--- Task to complete ---
Word for word, set down every line of the entries below from the line with "Target: wetsuit sleeve" to the line with "Can you find the green moss", including both, and no other line.

Stored entries:
*** Begin section ***

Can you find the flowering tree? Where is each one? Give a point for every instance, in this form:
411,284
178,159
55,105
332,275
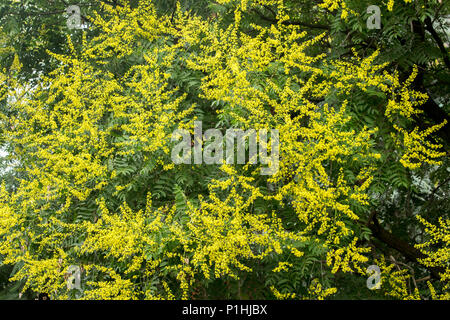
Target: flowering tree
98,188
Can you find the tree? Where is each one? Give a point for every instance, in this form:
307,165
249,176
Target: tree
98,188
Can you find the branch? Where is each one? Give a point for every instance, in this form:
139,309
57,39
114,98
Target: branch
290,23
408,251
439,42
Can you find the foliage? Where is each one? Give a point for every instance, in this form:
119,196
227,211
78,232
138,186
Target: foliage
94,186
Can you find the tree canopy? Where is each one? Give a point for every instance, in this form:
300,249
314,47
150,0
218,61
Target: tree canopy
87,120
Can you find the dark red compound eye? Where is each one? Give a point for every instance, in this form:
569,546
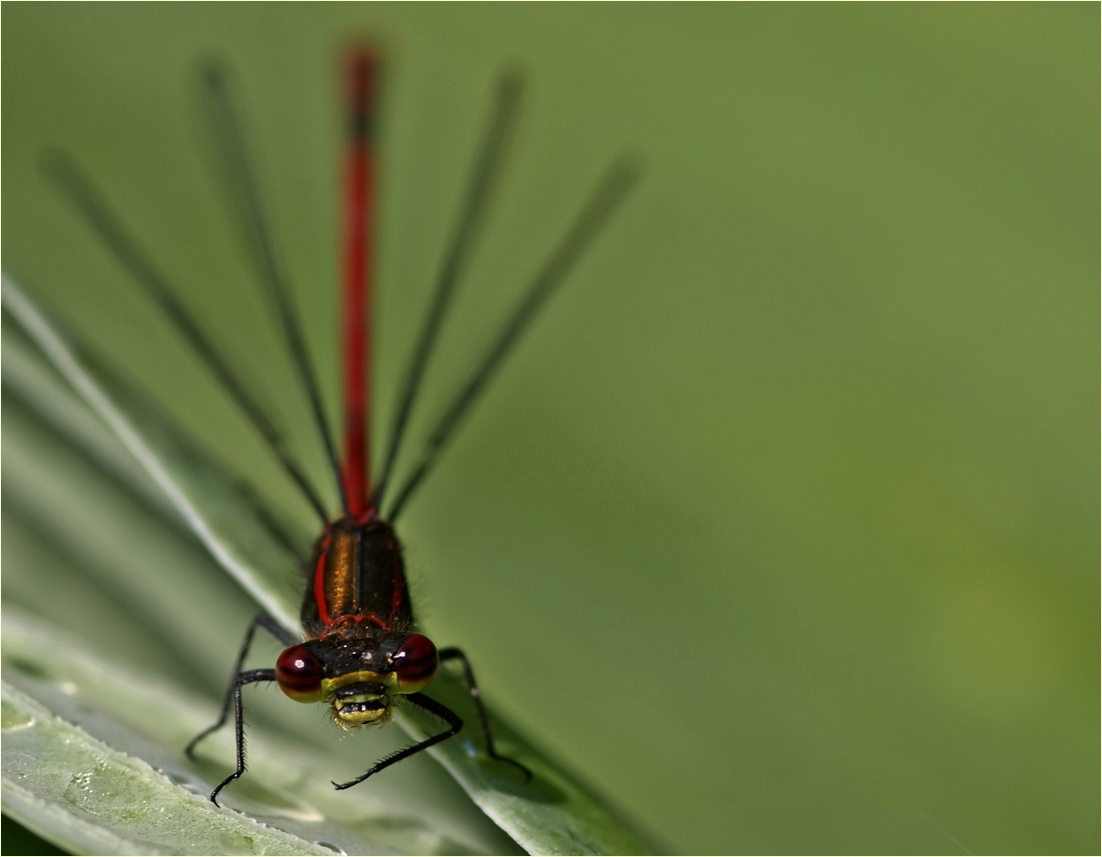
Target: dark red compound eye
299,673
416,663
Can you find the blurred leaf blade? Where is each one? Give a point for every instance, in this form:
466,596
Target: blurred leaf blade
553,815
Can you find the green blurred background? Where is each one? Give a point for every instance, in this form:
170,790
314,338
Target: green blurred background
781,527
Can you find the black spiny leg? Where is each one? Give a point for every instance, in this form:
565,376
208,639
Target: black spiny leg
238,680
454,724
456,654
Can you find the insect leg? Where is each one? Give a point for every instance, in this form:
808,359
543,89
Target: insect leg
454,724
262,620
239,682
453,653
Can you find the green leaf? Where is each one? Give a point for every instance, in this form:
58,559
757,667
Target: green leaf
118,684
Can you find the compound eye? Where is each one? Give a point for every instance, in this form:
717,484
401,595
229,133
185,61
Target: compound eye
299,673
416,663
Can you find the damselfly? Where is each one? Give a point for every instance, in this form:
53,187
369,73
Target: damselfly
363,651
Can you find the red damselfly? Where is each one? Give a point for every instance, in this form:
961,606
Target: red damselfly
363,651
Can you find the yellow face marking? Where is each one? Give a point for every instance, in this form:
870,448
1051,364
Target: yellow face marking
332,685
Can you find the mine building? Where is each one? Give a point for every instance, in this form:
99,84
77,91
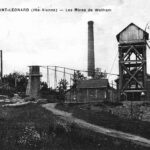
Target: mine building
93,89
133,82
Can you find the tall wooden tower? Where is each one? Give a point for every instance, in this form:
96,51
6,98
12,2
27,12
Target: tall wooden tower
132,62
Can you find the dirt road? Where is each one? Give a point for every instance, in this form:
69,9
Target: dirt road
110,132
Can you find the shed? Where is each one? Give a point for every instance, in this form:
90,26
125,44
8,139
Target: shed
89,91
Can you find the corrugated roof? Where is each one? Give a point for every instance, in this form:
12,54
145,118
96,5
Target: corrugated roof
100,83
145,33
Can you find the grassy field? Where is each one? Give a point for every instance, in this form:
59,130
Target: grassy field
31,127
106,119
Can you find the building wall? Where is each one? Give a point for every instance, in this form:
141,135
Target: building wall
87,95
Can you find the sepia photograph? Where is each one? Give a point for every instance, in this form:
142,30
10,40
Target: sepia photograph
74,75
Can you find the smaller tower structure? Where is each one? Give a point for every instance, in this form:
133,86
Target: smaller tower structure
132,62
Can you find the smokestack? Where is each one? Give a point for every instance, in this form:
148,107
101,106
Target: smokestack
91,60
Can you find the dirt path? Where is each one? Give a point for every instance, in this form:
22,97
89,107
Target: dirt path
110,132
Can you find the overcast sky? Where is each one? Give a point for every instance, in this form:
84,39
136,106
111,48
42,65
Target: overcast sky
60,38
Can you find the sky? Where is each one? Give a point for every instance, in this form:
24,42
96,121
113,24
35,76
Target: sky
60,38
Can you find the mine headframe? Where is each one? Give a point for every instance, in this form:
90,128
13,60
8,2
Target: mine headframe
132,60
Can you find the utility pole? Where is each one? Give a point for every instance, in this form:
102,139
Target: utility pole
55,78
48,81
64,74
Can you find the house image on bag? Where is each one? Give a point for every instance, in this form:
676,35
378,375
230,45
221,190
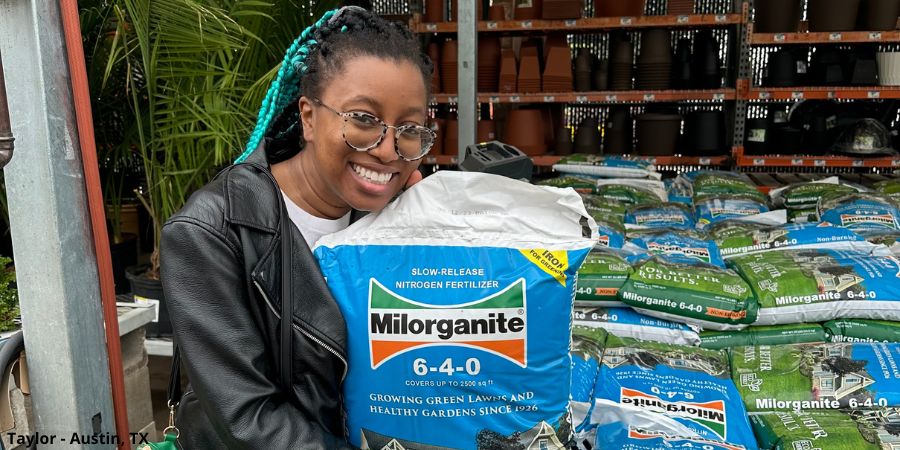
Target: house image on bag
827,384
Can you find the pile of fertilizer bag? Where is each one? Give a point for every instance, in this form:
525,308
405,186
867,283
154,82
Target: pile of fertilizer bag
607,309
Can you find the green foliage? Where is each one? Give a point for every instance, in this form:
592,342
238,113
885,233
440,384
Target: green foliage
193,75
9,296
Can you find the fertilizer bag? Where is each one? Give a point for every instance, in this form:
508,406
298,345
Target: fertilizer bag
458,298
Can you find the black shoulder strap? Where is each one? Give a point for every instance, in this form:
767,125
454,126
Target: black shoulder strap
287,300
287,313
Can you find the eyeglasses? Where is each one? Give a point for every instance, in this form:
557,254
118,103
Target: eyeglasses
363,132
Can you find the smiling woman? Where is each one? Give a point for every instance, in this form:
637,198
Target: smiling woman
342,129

*** End section ***
*** Begin section ***

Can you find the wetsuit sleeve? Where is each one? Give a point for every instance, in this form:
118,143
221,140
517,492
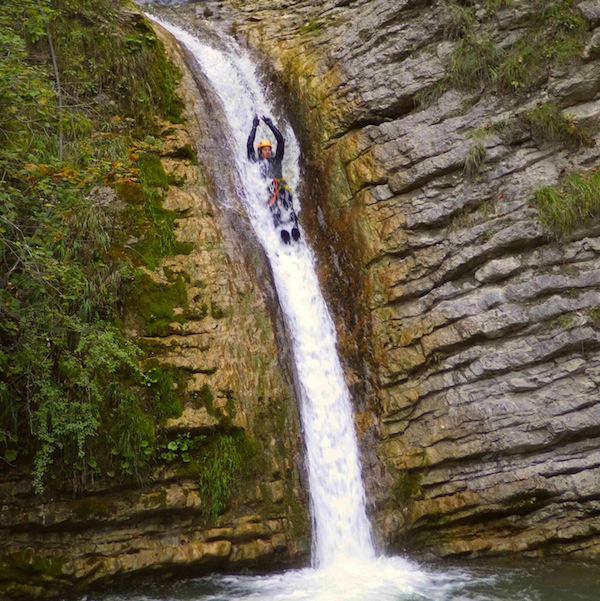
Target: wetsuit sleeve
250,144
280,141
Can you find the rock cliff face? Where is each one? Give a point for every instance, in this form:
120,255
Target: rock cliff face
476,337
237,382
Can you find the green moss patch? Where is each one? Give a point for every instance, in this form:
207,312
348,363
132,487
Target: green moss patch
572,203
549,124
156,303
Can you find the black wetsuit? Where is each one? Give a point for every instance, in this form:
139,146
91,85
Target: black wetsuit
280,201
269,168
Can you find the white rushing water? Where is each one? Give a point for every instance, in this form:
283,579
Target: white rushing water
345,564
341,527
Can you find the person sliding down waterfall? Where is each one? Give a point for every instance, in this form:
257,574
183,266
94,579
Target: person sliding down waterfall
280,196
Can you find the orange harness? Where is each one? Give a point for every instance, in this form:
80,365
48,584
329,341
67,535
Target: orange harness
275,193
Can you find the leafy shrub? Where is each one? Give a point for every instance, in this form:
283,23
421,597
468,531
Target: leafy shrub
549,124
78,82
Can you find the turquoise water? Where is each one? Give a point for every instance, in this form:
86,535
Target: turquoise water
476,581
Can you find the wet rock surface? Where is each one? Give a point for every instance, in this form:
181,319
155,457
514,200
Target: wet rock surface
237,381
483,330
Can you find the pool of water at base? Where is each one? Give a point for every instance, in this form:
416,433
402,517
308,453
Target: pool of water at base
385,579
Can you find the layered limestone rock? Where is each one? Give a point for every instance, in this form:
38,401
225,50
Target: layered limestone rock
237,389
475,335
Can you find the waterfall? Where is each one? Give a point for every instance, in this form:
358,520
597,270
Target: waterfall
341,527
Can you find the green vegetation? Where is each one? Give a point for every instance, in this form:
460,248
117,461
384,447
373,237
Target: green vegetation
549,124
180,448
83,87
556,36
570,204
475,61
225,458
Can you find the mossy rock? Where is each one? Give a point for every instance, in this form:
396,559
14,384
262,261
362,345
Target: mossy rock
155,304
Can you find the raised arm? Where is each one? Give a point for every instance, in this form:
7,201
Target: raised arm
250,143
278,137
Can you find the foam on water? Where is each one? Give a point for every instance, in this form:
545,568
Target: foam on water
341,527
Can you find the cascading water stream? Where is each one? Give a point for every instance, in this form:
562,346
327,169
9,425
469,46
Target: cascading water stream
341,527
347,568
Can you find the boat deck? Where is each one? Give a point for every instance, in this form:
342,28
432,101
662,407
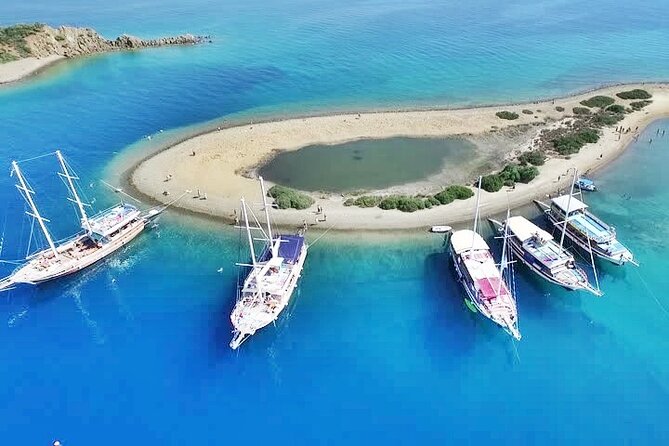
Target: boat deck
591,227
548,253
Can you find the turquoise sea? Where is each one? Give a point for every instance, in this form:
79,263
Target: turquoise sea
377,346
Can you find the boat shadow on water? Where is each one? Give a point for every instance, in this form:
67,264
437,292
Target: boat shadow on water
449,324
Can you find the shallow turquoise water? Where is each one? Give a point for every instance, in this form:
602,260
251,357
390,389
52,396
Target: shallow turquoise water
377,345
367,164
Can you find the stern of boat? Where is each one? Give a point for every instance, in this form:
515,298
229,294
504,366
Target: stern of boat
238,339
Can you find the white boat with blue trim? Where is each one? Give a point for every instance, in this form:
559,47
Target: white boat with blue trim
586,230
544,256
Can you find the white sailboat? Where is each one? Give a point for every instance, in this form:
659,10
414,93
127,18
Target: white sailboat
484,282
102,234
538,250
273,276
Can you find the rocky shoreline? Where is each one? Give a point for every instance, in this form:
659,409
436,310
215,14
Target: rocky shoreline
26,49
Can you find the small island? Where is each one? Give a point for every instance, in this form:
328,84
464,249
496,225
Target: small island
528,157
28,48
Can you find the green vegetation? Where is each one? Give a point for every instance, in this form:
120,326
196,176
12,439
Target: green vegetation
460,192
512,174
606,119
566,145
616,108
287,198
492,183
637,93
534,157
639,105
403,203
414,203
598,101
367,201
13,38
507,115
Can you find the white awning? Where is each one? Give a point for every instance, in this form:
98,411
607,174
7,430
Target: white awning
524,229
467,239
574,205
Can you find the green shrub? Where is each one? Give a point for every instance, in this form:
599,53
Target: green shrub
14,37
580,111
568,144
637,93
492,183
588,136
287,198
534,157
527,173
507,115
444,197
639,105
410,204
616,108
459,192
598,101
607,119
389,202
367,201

*** End section ***

--- Response to the task ---
Target: wetsuit sleeve
250,144
280,141
Can you find the rock cliff face? Where is each one? Give a point for every instance, in this form:
120,255
Target: rock cliff face
476,337
237,382
Can you find the green moss patch? Where is each one? Give a point for every instance, in this form:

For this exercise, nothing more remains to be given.